- **AUFGABE**
Kopieren Sie aus dem Text über Versicherungsvertreter als Makler wortgetreu die Passage, beginnend bei „Auch ein Versicherungsvertreter“ und endend bei „entsprechenden Versicherungsvertrages rät.“.

- **AUSGEWÄHLTER TEXT**
***

Versicherungsvertreter als Makler

Auch ein Versicherungsvertreter schließt einen Versicherungsmaklervertrag ab, wenn er dem Kunden gegenüber wie ein Versicherungsmakler auftritt und mit ihm die Leistungen eines Versicherungsmaklers vereinbart. Dass die Erklärungen des Vermittlers als Angebot auf Abschluss eines Versicherungsmaklervertrages auszulegen sind, kann sich aus dem auf die Betreuung und Beratung des Kunden gerichteten Verhalten des Vermittlers im Vorfeld der Beantragung des Versicherungsschutzes ergeben.
Kommt es aufgrund der Ablehnung eines Versicherungsvertrages durch einen Versicherer nicht zur Deckung des Versicherungsbedarfes des Kunden, verletzt der Versicherungsmakler seine vertraglichen Pflichten, wenn er für den Kunden nicht umgehend ein möglichst gleichwertiges Angebot eines anderen Versicherers einholt und ihm zum Abschluss eines entsprechenden Versicherungsvertrages rät.

***

- **AUSZUG DER ZEILEN**
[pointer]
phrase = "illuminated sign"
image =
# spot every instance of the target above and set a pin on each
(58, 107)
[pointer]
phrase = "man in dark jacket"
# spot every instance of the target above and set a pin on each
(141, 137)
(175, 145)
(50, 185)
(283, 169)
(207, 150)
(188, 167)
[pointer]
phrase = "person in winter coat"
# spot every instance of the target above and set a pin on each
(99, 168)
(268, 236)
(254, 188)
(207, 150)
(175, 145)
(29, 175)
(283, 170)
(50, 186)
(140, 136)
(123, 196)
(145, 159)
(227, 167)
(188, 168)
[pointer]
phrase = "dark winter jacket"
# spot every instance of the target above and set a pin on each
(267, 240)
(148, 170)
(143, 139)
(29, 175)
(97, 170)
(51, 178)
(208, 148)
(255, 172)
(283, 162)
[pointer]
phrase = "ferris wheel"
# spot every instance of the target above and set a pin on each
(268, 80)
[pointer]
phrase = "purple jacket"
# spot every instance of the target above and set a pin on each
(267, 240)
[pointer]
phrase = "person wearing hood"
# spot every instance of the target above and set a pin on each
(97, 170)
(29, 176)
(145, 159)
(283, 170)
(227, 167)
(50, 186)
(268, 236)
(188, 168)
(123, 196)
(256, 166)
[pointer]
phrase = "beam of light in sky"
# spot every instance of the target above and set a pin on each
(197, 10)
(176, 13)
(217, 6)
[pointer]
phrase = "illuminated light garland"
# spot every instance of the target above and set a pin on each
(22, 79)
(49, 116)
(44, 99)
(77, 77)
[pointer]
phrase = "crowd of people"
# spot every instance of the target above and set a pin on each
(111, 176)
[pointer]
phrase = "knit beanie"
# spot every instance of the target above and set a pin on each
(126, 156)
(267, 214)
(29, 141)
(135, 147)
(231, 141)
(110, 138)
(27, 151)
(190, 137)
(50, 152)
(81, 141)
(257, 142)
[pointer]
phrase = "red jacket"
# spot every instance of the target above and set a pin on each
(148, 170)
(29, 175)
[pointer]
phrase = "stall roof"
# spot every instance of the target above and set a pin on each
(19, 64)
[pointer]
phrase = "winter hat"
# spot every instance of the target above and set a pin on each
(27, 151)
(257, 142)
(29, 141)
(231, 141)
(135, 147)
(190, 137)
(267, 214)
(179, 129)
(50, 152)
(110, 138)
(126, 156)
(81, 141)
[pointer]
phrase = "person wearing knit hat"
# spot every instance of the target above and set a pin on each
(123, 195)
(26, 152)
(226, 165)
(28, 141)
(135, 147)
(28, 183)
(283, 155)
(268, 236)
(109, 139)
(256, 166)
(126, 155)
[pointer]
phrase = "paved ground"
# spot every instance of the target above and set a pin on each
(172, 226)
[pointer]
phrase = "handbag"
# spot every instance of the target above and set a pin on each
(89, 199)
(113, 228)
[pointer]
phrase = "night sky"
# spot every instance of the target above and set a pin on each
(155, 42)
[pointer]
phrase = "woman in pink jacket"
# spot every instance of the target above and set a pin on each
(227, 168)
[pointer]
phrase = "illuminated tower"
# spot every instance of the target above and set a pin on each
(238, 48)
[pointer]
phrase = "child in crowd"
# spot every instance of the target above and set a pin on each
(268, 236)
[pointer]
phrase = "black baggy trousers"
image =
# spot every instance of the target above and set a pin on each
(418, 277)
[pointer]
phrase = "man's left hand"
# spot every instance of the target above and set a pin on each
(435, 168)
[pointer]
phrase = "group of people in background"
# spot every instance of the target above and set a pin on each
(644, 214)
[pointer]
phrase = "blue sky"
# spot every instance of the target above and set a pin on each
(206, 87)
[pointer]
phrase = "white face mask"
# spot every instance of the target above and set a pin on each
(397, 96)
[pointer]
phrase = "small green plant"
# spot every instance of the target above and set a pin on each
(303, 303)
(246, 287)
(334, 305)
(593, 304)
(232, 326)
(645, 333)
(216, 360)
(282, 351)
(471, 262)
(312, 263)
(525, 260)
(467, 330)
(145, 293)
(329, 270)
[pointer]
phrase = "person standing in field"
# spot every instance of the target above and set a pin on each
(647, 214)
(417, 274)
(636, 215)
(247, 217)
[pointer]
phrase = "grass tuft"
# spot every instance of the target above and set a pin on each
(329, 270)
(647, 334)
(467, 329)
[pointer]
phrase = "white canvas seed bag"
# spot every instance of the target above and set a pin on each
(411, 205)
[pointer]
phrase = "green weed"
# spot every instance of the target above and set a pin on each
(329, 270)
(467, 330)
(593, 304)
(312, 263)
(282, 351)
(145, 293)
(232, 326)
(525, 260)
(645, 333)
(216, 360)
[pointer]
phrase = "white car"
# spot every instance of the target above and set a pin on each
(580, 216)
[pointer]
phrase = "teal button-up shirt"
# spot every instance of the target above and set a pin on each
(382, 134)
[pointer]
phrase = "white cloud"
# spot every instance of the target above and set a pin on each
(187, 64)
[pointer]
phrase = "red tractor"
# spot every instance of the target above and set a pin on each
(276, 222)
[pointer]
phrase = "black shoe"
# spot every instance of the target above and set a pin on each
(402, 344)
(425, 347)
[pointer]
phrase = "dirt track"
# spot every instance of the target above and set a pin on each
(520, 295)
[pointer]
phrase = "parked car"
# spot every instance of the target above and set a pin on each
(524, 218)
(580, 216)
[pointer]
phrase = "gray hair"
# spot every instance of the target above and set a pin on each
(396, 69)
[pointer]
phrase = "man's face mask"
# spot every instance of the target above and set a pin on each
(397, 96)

***

- **LÖSUNG**
Auch ein Versicherungsvertreter schließt einen Versicherungsmaklervertrag ab, wenn er dem Kunden gegenüber wie ein Versicherungsmakler auftritt und mit ihm die Leistungen eines Versicherungsmaklers vereinbart. Dass die Erklärungen des Vermittlers als Angebot auf Abschluss eines Versicherungsmaklervertrages auszulegen sind, kann sich aus dem auf die Betreuung und Beratung des Kunden gerichteten Verhalten des Vermittlers im Vorfeld der Beantragung des Versicherungsschutzes ergeben.
Kommt es aufgrund der Ablehnung eines Versicherungsvertrages durch einen Versicherer nicht zur Deckung des Versicherungsbedarfes des Kunden, verletzt der Versicherungsmakler seine vertraglichen Pflichten, wenn er für den Kunden nicht umgehend ein möglichst gleichwertiges Angebot eines anderen Versicherers einholt und ihm zum Abschluss eines entsprechenden Versicherungsvertrages rät.